If you want Mackinac, you really need a full day (2 nights min) so that would mean it might be best for a different Michigan trip. One location I just thought of would be Hartwick Pines. It's a stand of virgin white pines, the last one left in Michigan after the 1800's logging effort. It's neat to take a tour of the grove and they have a logging museum there as well. It's along I-75 on your way home.


----------



## leaderdogmom

Nathan said:


> If you want Mackinac, you really need a full day (2 nights min) so that would mean it might be best for a different Michigan trip. One location I just thought of would be Hartwick Pines. It's a stand of virgin white pines, the last one left in Michigan after the 1800's logging effort. It's neat to take a tour of the grove and they have a logging museum there as well. It's along I-75 on your way home.

_Stated problem A:_ List every line in the listing below that contains the word "stone".

_Supplied information:_
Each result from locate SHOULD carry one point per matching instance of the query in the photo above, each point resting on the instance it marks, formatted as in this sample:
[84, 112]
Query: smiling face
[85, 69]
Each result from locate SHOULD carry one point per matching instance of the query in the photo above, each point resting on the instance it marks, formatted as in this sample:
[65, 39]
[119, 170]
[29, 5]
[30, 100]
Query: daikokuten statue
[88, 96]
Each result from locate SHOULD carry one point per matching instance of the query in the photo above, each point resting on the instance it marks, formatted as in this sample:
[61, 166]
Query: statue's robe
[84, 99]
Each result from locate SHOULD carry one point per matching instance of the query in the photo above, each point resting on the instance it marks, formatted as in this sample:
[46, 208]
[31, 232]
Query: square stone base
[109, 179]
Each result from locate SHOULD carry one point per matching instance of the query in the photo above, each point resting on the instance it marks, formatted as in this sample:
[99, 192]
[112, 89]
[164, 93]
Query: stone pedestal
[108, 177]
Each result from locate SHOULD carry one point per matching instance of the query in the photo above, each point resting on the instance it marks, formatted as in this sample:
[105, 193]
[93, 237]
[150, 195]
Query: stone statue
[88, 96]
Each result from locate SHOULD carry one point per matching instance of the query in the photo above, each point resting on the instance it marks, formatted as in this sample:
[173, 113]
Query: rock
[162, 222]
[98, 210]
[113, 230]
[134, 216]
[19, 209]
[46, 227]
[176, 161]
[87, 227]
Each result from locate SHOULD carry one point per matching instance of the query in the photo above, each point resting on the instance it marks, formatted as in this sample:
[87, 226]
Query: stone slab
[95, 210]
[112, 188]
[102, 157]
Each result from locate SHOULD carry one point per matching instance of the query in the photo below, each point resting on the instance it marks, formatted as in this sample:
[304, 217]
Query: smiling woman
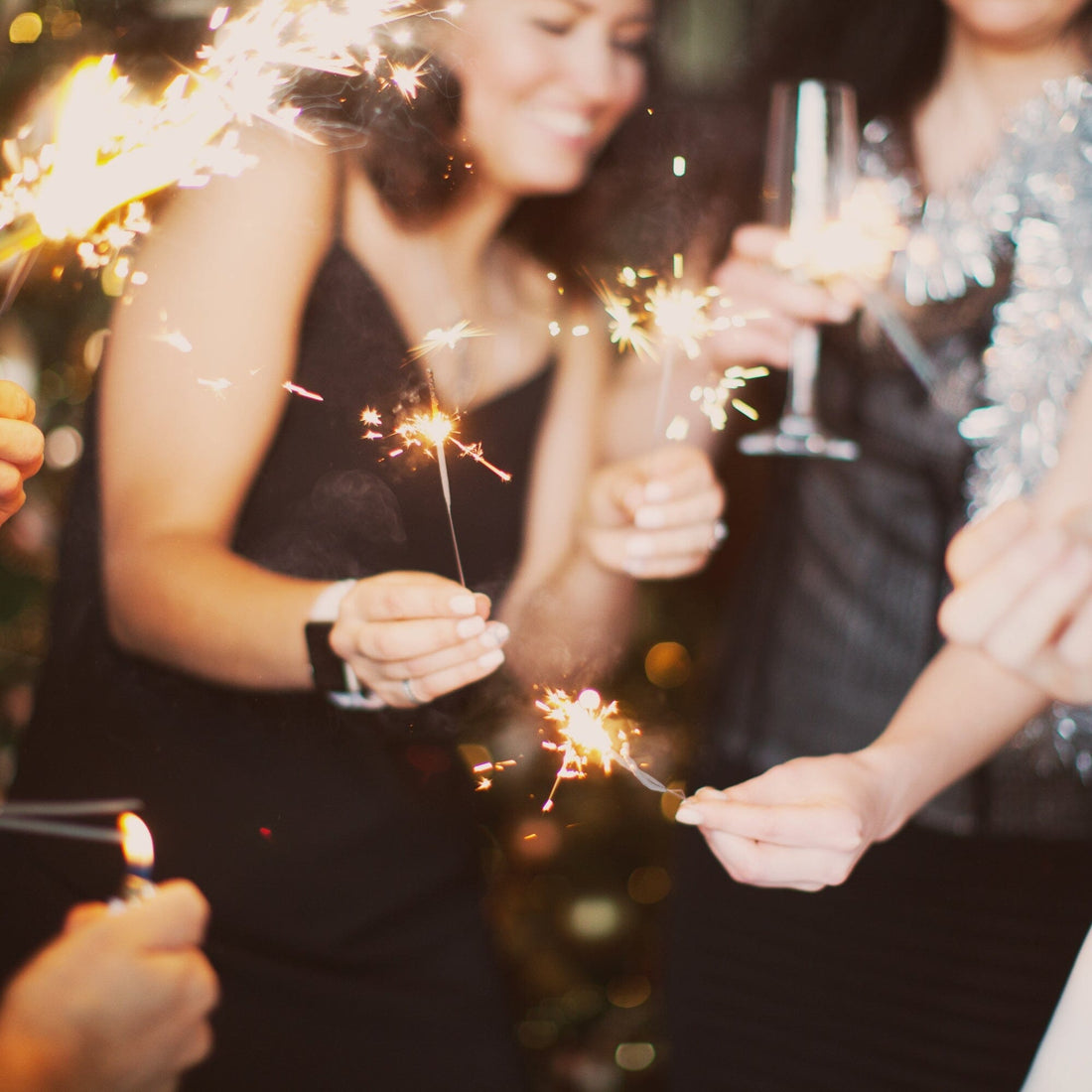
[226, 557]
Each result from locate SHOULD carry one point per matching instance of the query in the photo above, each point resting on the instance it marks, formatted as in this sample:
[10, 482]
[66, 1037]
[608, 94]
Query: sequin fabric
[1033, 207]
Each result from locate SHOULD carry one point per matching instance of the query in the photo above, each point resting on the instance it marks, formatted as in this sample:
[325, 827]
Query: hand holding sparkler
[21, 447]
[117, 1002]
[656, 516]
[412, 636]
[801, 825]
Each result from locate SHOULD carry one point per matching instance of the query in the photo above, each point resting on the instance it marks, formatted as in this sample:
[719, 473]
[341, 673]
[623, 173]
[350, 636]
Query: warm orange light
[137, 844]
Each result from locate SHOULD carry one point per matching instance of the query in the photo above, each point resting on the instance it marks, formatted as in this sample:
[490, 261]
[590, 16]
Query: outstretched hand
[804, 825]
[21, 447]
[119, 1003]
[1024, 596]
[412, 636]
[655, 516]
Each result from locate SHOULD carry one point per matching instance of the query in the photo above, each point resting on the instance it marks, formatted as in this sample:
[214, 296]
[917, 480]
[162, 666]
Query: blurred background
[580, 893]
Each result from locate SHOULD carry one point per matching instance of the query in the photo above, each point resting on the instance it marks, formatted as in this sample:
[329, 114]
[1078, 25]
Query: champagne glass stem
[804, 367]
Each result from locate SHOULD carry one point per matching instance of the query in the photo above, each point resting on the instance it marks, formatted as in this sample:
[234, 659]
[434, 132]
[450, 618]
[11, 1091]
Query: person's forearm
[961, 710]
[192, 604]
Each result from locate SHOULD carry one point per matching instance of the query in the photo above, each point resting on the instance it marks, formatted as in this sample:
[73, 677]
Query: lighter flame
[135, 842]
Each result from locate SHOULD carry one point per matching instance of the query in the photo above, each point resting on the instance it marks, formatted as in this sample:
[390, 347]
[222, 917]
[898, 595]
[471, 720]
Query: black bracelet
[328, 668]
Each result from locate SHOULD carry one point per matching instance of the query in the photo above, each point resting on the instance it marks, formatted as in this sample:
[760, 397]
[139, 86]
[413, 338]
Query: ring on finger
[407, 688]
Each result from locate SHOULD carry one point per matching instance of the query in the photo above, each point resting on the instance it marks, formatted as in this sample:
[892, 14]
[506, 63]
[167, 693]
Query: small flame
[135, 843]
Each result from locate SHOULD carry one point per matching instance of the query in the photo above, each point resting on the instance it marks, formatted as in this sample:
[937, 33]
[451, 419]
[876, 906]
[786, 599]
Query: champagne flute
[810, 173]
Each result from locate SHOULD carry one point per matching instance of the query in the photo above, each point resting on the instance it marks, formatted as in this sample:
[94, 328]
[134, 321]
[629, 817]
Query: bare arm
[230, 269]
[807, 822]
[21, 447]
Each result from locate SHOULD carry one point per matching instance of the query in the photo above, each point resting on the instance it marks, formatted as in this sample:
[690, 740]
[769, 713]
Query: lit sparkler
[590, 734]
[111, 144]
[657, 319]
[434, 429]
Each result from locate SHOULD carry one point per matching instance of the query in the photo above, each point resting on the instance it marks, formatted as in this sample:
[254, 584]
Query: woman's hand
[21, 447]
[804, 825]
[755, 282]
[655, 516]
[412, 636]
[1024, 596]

==

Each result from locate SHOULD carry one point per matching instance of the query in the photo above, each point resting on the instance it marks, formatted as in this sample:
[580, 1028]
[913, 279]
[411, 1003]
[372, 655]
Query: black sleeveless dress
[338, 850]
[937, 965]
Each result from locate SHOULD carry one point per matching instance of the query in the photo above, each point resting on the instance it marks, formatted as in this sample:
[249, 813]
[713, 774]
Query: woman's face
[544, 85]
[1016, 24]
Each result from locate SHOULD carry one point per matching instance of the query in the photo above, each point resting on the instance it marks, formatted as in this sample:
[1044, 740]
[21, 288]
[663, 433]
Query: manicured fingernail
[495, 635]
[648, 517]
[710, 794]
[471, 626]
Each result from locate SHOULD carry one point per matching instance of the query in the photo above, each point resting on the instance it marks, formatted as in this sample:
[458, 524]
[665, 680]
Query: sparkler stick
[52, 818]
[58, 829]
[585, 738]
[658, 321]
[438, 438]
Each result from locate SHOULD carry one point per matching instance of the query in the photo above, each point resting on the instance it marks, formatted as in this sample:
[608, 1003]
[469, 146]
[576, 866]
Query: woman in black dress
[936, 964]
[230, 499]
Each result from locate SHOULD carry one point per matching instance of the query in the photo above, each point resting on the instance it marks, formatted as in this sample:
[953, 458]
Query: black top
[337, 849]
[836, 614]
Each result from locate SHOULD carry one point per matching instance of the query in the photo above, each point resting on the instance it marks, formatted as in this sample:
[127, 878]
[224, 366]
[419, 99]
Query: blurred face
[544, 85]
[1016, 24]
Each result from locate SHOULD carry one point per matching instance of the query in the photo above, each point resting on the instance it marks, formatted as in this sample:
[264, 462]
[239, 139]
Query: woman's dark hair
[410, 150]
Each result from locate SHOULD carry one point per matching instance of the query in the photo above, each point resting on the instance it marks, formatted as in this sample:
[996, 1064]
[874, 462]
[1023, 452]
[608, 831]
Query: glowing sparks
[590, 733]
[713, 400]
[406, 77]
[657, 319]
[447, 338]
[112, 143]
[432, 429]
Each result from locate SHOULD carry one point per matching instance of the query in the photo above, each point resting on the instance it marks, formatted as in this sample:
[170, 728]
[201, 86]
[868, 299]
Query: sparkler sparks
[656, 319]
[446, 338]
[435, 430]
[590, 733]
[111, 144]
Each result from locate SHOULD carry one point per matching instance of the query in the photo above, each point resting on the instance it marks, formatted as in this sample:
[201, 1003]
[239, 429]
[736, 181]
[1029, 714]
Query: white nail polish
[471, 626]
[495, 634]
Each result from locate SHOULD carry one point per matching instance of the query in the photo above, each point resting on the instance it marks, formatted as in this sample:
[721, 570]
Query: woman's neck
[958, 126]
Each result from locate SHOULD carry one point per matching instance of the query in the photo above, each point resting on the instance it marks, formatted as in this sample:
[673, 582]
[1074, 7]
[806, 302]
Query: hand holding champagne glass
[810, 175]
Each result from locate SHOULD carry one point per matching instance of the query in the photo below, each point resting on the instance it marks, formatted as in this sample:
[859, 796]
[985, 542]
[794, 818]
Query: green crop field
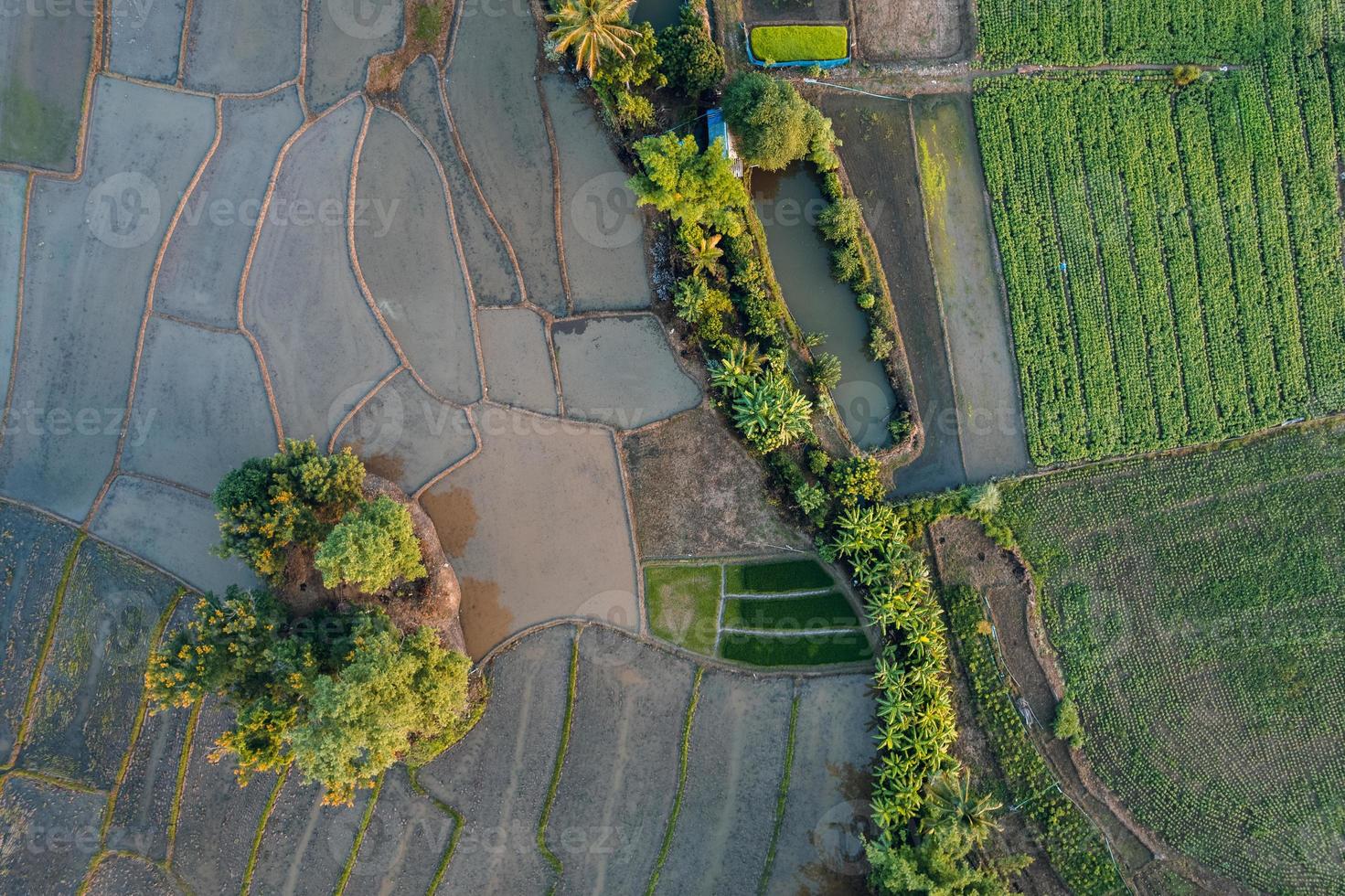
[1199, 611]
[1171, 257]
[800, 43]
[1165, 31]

_Stated problem B:_ Extend the forum thread above on Michigan trip suggestions, continuing from its final line.

_Reply A:_
Query: square stone base
Query: stone pedestal
Query: stone statue
Query: stone slab

_Reply B:_
x2 on Hartwick Pines State Park. It's one of our favorites in Michigan. We camped there in October, very nice campground and one of the few Michigan state parks with full hookups. There is a really nice paved walking trail at the logging museum that's not to be missed. And if you camp there, Mackinac is only @ 1 1/2 hours max north of there if you want to spent the day at Mackinac Island. That is definitly a place not to miss in Michigan.


----------



## whodey

Mark,

We are all talking about a Michigan trip down here also next summer. We still have to find the week that suits everyone's schedule and where. Maybe somebody up there in Michigan might plan a Michigan Rally







and could call it the BIG Midwest Rally. Outbackmac was checking into Millcreek CG. I will be keeping an eye on this post to see what happens.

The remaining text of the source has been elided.